:: Tasks to carry out ::
(A) In the Liverpool Life Sciences UTC text, repeat the passage from "Liverpool Life Sciences UTC, more" up to and including "Studio School Liverpool.", switching "warehouse" to "mill".
(B) Answer these questions from the Liverpool Life Sciences UTC text:
(i) Who is the principal?
(ii) In what month and year did the college open?
(iii) Which school shares its building?

Location
- 41 Greenland Street Liverpool, Merseyside, L1 0BS England 53°23′41″N 2°58′45″W﻿ / ﻿53.3948°N 2.9791°W

Information
- Type: University Technical College
- Established: 2013
- Founder: Phillip Lloyd
- Department for Education URN: 139588 Tables
- Ofsted: Reports
- Principal: Ms Jill Davies
- Gender: Mixed
- Age: 13 to 19
- Parent: Northern Schools Trust
- Website: https://lifesciencesutc.co.uk/

= Liverpool Life Sciences UTC =

Liverpool Life Sciences UTC, more commonly known as The UTC is a university technical college (UTC) which opened in September 2013 in Liverpool, England. The UTC is located in the Baltic Triangle, in the former Contemporary Urban Centre (CUC), a restored Victorian-era warehouse, which it shares with The Studio School Liverpool.

:: Given data ::

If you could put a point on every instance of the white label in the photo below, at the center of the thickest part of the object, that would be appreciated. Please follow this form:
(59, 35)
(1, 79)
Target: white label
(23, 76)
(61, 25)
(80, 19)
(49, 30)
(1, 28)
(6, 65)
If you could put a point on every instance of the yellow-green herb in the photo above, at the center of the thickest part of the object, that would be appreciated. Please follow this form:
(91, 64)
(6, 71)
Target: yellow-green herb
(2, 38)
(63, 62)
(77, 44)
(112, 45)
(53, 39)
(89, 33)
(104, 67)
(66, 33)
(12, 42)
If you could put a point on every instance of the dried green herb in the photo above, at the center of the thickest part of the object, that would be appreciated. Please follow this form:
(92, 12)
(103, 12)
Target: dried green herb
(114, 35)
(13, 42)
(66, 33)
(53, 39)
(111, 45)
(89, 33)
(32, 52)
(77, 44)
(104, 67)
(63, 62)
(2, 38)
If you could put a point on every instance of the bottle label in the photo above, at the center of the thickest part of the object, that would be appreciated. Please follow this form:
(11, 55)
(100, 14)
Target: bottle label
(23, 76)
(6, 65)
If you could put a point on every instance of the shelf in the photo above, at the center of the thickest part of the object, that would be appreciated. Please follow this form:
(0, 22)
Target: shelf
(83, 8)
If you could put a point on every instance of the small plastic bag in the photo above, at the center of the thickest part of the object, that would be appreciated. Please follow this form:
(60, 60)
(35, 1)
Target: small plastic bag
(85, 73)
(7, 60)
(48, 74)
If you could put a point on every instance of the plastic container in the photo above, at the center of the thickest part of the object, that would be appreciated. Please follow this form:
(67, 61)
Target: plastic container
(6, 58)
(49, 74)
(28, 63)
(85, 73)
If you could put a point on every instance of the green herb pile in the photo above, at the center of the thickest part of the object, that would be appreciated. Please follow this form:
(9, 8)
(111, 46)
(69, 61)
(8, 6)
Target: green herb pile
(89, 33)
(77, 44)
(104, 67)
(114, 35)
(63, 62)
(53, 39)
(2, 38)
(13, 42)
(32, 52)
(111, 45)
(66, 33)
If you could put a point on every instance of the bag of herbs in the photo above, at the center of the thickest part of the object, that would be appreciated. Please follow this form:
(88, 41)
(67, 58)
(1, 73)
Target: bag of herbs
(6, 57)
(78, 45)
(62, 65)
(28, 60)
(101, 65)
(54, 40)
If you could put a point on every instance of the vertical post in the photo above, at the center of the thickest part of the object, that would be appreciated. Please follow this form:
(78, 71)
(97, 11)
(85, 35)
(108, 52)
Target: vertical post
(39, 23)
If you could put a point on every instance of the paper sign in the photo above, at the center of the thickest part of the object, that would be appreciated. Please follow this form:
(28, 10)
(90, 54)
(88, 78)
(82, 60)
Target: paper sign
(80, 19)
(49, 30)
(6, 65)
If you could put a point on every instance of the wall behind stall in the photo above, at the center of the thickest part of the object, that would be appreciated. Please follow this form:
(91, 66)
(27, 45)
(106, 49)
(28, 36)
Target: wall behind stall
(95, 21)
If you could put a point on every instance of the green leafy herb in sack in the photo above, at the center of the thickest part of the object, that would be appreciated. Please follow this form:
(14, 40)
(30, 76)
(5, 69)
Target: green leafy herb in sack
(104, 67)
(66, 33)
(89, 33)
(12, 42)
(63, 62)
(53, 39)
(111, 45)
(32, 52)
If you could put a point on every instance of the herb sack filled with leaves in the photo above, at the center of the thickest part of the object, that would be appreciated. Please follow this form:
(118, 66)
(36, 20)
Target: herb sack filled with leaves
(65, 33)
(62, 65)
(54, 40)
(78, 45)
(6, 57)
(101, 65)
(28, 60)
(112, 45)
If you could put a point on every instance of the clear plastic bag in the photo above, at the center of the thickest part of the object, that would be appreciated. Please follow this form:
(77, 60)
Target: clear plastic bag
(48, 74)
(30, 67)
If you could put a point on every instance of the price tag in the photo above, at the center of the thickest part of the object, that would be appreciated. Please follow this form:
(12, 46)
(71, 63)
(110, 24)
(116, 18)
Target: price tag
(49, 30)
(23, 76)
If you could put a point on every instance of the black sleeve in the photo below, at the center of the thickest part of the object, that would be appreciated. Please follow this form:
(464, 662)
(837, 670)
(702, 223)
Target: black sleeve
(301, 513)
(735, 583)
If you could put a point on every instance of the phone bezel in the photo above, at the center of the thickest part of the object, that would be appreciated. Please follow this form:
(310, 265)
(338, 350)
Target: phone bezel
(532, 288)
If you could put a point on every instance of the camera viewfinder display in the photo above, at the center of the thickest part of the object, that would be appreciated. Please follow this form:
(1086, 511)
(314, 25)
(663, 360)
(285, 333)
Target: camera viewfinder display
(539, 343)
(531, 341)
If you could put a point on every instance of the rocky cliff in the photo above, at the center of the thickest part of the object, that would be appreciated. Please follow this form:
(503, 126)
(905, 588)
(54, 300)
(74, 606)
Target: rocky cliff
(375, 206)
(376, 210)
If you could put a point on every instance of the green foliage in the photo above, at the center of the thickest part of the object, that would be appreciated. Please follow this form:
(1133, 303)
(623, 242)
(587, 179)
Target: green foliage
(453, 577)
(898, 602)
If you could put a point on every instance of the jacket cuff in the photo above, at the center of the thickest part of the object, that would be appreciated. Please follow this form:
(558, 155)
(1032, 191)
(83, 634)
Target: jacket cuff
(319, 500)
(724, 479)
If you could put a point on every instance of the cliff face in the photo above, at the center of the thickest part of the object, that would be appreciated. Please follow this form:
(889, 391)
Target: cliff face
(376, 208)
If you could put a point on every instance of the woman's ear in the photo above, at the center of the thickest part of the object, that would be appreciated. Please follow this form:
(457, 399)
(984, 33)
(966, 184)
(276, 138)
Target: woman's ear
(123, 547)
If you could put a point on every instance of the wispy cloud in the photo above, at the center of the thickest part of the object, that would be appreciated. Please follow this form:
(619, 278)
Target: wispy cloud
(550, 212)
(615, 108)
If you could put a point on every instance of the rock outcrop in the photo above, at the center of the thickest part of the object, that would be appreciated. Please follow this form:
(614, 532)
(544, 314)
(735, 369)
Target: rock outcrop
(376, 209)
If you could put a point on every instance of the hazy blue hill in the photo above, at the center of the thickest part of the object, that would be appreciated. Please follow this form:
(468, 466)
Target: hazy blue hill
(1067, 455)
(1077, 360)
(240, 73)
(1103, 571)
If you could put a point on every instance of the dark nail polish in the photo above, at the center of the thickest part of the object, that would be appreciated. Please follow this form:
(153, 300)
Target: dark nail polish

:: Expected outputs ::
(A)
Liverpool Life Sciences UTC, more commonly known as The UTC is a university technical college (UTC) which opened in September 2013 in Liverpool, England. The UTC is located in the Baltic Triangle, in the former Contemporary Urban Centre (CUC), a restored Victorian-era mill, which it shares with The Studio School Liverpool.

(B)
(i) Ms Jill Davies
(ii) September 2013
(iii) The Studio School Liverpool